■ **Work to be completed**: Pick out every line of the listing below that contains the word "soccer". Matching is case-sensitive.

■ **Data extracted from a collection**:

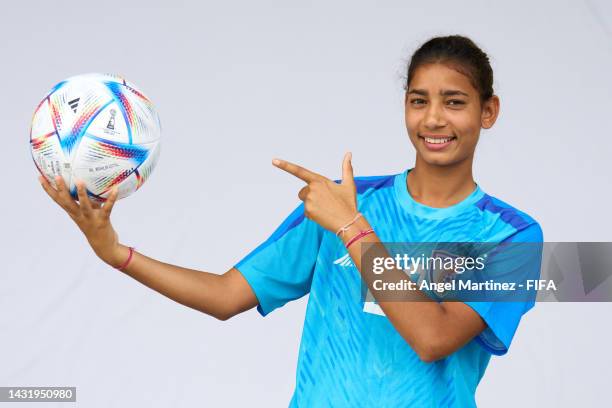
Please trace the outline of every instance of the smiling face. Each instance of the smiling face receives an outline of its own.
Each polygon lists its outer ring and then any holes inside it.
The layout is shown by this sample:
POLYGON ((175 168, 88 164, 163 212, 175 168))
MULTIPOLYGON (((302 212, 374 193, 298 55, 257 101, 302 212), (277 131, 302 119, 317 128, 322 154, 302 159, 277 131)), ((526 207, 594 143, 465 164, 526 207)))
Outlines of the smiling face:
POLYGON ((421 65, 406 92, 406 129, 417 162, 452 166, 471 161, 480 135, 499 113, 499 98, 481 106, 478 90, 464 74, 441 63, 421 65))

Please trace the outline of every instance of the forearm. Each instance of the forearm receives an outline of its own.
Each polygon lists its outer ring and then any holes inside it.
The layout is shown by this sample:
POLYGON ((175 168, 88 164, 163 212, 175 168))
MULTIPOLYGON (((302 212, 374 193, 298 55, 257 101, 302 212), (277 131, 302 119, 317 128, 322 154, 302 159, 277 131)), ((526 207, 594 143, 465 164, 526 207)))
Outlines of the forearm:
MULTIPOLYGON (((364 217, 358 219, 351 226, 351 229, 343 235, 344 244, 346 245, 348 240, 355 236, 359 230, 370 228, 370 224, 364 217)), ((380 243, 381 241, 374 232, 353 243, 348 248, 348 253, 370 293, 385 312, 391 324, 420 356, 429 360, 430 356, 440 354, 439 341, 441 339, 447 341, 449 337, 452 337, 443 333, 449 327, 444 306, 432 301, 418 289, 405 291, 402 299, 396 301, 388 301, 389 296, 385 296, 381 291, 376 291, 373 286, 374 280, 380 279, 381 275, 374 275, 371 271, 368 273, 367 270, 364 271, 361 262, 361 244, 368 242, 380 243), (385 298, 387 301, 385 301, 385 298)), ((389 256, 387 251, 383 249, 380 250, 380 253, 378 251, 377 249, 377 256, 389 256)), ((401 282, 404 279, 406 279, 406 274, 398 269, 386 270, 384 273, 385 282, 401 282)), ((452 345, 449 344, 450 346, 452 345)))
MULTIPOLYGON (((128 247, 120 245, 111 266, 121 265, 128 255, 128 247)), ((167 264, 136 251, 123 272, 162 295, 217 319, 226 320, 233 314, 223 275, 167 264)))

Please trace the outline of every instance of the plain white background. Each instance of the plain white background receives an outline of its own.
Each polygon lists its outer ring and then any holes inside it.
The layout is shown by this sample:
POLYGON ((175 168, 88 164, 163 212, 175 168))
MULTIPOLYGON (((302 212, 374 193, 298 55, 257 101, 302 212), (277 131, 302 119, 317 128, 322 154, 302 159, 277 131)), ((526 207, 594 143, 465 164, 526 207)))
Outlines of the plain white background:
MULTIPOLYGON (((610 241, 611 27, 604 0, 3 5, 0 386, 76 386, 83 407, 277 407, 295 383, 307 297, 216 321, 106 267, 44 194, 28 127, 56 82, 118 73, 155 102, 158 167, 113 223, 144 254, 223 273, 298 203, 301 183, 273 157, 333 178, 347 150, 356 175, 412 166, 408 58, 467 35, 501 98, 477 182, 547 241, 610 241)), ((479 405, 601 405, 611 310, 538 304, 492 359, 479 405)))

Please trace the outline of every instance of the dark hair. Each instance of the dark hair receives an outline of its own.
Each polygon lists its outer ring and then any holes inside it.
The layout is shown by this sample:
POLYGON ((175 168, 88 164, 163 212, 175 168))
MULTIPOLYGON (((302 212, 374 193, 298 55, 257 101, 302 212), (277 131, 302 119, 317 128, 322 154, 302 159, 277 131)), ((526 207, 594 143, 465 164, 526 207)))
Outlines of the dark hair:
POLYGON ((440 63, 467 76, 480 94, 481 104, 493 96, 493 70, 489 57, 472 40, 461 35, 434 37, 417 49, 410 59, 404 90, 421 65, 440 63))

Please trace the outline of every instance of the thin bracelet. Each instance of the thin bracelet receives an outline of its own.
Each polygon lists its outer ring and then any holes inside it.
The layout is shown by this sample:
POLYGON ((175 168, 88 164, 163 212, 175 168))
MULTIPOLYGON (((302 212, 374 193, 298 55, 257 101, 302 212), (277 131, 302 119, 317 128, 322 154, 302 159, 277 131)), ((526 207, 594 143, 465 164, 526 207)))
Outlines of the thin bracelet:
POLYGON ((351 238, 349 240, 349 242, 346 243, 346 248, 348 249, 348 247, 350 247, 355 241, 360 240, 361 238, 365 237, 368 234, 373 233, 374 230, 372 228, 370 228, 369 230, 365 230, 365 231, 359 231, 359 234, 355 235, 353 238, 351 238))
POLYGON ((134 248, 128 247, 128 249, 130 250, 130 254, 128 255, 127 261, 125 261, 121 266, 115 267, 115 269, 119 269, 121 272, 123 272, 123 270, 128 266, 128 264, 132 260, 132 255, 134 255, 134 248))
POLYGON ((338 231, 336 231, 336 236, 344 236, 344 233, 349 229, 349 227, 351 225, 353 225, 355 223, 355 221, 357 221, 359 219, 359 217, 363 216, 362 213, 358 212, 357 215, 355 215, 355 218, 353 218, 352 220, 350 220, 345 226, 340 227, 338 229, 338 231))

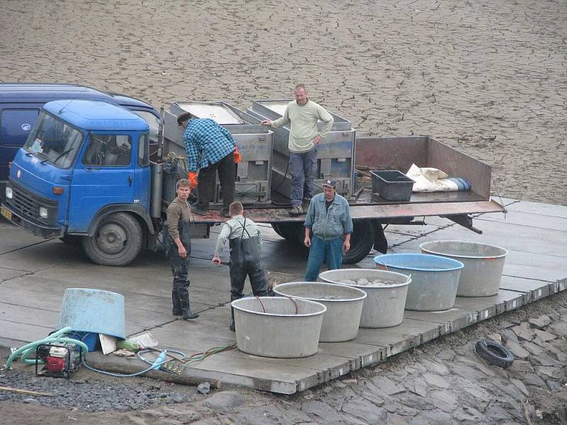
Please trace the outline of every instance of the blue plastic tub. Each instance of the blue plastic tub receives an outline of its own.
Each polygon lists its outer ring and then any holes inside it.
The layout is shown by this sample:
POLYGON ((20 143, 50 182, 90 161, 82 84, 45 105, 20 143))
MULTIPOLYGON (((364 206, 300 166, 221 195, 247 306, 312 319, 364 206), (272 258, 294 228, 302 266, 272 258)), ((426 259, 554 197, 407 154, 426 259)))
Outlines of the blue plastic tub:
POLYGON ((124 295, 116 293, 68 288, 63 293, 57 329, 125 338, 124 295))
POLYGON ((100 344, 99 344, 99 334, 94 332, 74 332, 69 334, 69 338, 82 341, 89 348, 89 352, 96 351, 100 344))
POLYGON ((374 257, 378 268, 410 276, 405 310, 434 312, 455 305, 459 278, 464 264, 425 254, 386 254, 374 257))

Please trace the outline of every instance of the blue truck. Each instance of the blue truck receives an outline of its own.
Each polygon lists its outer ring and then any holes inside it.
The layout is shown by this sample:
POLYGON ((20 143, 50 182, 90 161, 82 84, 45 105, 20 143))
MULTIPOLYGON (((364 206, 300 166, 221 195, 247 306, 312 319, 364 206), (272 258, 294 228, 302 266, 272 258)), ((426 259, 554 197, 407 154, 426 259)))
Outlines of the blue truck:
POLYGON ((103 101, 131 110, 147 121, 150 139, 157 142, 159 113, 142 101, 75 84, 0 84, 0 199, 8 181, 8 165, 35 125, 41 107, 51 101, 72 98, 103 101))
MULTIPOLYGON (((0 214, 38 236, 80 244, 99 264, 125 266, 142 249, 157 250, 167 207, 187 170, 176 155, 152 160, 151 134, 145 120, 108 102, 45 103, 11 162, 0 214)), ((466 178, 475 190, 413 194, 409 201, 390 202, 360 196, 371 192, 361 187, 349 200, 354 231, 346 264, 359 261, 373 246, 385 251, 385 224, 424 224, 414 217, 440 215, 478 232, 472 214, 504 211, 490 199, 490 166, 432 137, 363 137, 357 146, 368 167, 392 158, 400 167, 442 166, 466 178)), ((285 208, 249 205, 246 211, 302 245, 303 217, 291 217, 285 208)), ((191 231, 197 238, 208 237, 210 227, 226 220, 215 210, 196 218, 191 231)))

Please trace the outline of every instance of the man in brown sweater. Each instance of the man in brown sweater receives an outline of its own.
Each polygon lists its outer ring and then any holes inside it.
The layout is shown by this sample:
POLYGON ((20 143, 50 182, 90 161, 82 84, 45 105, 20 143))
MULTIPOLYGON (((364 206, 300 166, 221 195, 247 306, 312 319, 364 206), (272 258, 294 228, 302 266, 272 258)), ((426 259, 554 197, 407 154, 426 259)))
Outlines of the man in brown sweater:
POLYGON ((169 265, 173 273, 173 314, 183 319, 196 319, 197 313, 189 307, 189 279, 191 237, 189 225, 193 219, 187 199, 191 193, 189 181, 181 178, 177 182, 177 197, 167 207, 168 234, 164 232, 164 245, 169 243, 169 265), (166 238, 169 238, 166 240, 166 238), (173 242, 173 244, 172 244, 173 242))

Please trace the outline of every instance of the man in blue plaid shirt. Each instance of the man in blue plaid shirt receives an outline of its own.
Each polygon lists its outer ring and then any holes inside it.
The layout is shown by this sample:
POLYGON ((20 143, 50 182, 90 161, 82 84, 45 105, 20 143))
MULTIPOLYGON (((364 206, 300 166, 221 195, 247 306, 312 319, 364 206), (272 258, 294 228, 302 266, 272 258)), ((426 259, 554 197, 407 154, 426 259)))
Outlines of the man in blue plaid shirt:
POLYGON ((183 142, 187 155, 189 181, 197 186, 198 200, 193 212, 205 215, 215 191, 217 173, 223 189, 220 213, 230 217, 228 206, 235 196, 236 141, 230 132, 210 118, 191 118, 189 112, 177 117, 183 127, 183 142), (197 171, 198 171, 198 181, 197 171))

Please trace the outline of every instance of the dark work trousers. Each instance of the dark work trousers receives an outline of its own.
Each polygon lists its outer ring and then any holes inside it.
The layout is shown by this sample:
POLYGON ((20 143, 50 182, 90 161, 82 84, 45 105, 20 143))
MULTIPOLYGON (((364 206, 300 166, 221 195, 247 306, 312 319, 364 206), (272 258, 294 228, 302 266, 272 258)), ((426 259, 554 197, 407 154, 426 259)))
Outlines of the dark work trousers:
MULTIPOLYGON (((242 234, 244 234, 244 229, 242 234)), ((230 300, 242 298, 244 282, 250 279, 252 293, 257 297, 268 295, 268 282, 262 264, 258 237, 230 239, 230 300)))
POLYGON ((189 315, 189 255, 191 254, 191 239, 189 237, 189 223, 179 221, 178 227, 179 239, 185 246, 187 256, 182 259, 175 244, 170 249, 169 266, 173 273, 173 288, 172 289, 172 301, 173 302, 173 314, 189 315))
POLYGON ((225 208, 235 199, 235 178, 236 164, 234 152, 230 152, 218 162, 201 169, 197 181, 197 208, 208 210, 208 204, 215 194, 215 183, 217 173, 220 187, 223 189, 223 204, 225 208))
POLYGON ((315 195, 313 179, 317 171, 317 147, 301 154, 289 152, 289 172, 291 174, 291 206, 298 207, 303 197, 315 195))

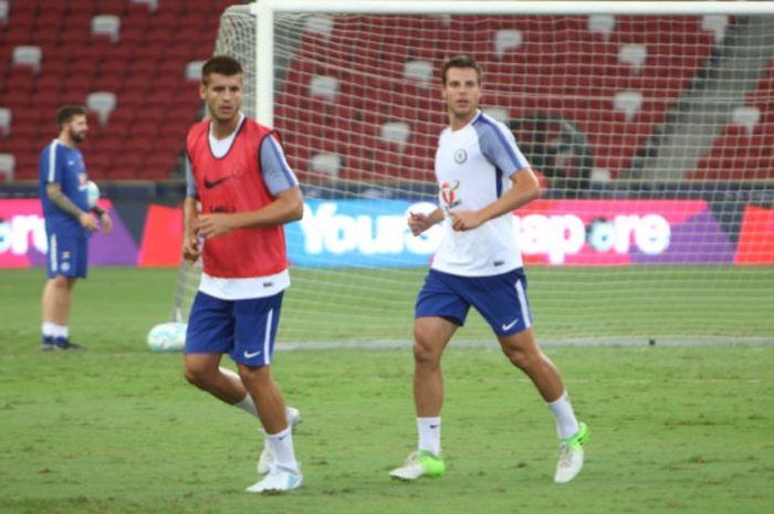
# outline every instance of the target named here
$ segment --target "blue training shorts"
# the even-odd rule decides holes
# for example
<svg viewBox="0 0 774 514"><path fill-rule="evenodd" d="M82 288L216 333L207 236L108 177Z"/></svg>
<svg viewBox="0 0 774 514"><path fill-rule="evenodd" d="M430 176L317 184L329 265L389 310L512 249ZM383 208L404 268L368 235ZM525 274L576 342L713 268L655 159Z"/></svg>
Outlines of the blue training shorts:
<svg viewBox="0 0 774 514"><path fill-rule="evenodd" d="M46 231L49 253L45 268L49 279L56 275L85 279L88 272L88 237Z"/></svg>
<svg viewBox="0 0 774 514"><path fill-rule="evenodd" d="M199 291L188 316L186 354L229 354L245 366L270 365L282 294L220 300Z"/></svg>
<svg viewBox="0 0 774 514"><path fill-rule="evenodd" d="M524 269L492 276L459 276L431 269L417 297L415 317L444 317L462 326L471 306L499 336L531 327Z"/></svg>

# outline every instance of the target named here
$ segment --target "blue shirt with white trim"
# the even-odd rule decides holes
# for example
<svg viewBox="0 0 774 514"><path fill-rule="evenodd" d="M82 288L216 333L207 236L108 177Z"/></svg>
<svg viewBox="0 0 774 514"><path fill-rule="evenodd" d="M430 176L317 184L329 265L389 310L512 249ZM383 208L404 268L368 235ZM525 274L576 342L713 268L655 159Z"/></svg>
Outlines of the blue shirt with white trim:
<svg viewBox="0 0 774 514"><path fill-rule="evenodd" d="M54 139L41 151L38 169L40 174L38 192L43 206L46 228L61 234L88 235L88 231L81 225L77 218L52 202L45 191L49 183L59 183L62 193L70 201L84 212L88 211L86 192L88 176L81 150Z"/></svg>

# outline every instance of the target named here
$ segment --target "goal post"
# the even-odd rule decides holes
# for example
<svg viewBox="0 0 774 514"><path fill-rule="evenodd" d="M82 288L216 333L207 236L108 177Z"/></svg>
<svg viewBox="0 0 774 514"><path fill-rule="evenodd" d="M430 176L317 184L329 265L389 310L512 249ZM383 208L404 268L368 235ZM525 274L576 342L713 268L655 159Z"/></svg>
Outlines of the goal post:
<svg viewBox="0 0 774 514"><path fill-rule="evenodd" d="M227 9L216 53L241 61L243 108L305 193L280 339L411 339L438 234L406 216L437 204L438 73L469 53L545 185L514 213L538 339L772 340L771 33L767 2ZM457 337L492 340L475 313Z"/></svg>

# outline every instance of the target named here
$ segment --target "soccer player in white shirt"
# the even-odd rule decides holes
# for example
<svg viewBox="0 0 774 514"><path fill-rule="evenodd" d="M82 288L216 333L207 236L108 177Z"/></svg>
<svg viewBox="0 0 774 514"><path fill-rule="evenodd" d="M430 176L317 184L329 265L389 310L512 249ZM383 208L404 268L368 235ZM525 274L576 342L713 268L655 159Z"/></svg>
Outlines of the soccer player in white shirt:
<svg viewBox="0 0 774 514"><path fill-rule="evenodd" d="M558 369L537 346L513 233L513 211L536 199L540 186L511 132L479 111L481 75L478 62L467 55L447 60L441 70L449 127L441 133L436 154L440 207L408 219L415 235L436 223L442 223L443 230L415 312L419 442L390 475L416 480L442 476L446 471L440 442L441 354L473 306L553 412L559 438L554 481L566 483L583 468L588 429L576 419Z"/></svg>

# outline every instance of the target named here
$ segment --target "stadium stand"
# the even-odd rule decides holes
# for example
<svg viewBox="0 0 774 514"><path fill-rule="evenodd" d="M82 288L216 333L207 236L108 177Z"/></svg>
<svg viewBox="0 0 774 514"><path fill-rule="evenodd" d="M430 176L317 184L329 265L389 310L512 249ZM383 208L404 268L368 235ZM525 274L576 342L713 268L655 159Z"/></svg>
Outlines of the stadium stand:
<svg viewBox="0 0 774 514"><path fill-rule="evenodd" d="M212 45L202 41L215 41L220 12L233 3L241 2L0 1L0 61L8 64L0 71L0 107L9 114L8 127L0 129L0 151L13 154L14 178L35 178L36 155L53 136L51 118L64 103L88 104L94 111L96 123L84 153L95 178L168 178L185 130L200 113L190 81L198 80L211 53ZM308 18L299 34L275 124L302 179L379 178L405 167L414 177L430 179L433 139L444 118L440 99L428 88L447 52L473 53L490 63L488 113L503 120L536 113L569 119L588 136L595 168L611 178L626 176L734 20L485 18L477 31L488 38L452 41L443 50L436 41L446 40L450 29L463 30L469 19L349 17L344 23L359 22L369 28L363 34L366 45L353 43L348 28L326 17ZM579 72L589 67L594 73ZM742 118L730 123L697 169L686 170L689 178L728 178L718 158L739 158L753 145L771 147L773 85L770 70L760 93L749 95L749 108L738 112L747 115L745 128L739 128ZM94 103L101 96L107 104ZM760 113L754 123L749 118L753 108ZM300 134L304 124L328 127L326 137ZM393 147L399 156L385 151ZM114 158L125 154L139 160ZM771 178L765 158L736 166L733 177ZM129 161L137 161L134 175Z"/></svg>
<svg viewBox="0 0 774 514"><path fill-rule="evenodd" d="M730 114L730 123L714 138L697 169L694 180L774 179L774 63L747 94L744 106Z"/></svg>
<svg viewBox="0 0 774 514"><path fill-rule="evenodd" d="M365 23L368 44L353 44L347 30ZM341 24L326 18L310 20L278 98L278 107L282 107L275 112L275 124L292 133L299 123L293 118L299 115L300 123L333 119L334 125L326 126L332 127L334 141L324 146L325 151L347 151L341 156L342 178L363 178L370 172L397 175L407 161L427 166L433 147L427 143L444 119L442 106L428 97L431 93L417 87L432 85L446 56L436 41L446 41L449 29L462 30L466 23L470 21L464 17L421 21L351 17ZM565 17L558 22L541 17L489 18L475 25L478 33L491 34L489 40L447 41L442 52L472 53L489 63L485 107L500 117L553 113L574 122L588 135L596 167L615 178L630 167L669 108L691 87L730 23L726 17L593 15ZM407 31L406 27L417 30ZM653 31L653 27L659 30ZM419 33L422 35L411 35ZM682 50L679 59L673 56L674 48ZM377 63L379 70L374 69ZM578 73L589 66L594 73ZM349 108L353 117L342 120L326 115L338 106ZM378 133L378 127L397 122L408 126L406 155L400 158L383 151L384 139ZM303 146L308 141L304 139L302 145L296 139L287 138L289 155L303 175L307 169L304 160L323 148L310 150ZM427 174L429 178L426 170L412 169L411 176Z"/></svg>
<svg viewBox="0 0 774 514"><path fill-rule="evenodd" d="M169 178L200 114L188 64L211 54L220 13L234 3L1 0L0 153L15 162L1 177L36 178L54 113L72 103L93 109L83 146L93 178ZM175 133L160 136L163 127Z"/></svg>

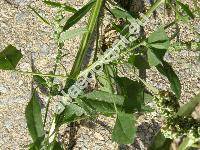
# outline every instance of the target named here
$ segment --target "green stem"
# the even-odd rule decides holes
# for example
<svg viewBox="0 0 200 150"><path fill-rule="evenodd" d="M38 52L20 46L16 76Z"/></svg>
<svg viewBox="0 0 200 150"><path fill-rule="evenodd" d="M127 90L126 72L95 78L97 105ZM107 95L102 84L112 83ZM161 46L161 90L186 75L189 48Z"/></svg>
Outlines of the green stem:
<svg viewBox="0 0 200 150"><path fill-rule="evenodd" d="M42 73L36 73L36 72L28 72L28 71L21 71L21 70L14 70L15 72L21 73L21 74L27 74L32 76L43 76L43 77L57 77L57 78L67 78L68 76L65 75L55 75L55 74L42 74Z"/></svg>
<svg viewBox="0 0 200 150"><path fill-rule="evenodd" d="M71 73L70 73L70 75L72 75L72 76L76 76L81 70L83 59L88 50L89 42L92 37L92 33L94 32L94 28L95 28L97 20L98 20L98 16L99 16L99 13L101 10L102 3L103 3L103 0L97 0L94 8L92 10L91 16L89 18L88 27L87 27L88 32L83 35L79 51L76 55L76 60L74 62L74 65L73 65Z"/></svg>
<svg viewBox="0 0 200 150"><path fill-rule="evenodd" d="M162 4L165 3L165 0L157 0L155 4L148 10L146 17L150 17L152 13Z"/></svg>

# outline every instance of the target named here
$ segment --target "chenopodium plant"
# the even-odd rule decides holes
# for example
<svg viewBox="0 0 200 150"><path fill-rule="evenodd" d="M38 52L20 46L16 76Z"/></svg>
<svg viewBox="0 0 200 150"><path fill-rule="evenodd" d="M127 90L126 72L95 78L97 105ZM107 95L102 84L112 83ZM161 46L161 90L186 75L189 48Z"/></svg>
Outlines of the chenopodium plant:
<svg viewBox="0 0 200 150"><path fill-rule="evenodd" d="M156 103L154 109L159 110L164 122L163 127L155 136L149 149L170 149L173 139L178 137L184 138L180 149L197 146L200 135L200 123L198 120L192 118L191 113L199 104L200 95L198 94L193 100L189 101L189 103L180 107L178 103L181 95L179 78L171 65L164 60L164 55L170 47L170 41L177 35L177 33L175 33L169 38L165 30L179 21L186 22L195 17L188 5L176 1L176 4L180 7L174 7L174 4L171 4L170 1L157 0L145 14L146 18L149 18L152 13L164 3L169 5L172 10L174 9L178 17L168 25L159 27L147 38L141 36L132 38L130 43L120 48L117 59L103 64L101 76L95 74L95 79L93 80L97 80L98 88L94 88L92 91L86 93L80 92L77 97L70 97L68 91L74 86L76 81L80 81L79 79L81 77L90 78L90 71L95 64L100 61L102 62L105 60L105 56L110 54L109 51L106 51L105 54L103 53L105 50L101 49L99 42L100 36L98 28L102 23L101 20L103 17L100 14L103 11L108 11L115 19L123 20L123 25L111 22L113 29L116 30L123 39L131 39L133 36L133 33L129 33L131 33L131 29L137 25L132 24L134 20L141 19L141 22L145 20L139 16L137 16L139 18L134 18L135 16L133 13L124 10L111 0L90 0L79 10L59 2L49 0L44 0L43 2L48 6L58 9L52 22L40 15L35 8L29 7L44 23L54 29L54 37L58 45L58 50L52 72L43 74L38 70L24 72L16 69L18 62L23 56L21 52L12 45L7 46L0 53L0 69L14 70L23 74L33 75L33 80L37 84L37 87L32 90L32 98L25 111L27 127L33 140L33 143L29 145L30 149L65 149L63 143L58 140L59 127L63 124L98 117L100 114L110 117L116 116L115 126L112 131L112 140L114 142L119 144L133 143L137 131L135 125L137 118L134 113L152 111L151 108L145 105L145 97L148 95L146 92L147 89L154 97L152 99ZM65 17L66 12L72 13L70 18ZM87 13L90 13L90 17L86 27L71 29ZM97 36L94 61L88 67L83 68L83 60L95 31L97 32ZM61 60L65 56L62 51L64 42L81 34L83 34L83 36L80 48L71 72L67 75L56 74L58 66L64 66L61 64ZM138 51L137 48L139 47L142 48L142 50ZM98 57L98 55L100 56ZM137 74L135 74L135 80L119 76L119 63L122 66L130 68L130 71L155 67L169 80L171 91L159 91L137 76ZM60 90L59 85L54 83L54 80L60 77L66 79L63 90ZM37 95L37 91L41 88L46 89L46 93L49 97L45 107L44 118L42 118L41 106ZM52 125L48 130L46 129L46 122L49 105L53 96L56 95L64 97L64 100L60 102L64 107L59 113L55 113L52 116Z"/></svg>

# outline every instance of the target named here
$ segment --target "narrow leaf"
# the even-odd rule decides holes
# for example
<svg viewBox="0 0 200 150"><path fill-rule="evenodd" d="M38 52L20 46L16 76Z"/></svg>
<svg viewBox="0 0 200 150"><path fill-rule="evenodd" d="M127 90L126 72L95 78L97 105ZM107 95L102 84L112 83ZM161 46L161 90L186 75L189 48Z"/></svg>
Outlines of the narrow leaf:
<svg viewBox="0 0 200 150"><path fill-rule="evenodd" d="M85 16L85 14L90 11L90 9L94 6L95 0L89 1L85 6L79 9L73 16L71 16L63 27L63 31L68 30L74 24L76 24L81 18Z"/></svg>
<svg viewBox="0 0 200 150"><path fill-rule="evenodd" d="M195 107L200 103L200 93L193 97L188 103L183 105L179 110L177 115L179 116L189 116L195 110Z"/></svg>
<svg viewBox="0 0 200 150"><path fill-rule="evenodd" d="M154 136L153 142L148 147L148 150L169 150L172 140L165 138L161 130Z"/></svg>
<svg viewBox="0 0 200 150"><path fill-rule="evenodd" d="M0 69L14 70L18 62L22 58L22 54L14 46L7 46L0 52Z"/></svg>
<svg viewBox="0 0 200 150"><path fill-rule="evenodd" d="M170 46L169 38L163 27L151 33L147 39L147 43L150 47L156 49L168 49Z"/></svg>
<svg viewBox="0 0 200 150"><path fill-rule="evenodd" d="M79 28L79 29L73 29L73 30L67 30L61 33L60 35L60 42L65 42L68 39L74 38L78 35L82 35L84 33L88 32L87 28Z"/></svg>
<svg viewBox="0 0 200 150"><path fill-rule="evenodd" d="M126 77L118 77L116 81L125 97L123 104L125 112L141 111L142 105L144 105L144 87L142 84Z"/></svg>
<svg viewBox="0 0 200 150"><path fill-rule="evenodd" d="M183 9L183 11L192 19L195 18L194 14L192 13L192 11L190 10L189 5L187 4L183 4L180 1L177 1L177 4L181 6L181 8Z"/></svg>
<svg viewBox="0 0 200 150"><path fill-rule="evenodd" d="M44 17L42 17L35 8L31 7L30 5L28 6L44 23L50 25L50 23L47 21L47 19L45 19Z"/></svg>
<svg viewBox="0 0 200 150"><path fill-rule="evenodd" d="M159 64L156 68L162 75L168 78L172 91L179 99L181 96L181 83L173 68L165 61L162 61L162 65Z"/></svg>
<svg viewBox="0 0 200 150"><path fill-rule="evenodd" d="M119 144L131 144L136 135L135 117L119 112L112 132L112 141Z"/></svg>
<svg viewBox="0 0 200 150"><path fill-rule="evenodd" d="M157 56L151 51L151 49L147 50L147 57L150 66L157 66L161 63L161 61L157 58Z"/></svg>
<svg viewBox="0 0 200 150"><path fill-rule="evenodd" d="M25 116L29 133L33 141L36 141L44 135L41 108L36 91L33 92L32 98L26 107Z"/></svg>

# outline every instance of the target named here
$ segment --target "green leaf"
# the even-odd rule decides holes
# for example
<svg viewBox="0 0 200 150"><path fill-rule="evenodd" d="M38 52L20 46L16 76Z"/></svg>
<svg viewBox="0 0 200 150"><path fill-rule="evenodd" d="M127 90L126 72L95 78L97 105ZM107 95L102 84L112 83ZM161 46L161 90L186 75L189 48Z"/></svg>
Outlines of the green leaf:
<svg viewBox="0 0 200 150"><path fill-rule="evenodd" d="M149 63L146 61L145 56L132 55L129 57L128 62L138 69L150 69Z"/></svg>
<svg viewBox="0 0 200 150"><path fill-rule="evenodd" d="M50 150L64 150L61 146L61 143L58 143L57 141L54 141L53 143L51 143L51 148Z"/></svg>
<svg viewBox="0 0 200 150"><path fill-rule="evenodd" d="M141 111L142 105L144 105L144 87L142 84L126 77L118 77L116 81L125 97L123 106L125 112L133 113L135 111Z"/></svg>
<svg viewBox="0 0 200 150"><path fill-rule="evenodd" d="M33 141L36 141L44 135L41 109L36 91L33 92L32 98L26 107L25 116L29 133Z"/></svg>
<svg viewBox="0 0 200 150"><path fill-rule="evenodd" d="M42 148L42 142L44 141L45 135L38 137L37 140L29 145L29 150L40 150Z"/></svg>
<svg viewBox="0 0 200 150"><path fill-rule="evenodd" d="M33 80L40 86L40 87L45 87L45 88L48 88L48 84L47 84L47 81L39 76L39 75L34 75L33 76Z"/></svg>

■ **Exercise answer**:
$ segment --target "soccer player in white shirt"
Outlines of the soccer player in white shirt:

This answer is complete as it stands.